====== Dataset records ======

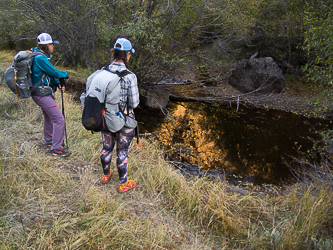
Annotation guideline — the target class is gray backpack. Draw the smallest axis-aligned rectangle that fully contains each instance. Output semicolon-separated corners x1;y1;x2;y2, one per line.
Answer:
4;50;52;100
80;66;137;133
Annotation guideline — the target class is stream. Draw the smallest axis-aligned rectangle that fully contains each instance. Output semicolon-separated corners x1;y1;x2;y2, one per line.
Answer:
69;81;332;186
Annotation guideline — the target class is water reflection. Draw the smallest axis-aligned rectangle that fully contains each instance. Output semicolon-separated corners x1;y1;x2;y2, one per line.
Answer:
136;102;325;184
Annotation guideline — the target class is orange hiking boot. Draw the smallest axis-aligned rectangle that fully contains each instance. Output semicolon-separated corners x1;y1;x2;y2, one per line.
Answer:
101;170;113;184
117;179;139;193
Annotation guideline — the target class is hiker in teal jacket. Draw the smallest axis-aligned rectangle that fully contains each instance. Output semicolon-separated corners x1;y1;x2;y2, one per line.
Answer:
31;33;71;156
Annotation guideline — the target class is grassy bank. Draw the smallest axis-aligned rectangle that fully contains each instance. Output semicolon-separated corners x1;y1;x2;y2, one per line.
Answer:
0;49;333;249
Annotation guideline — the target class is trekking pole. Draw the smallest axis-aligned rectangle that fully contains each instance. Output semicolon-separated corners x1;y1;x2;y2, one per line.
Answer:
59;78;68;149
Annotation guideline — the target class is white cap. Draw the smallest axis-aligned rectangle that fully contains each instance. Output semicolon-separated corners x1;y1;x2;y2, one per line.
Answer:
37;33;59;44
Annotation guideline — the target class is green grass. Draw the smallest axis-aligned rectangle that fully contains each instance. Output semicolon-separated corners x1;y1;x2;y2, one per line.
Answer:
0;49;333;250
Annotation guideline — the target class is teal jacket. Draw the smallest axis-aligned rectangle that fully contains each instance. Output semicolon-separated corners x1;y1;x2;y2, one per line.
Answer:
31;47;68;92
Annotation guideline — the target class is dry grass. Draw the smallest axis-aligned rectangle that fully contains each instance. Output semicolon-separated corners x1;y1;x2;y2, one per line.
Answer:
0;49;333;249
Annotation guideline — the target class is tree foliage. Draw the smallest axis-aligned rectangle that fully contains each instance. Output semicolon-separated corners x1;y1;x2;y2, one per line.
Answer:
303;1;333;84
0;0;332;85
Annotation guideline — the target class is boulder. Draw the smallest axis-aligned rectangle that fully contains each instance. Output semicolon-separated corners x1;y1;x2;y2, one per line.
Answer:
229;57;286;94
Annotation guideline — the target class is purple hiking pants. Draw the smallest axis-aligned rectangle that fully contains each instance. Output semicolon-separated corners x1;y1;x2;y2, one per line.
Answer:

======

### Instruction
Extract every line of the items above that contains the string "teal".

### Final answer
Annotation guideline — the target class is hiker in teal jacket. Draw the smallest axis-aligned rectangle that fully contains each instance. Output semicolon-separated corners x1;y1;x2;y2, one per line.
Annotation guideline — the target class is teal jacket. Draw the smallest axis-aligned rectangle that fully contains each instance. Output semicolon-separated corners x1;y1;x2;y2, one per line.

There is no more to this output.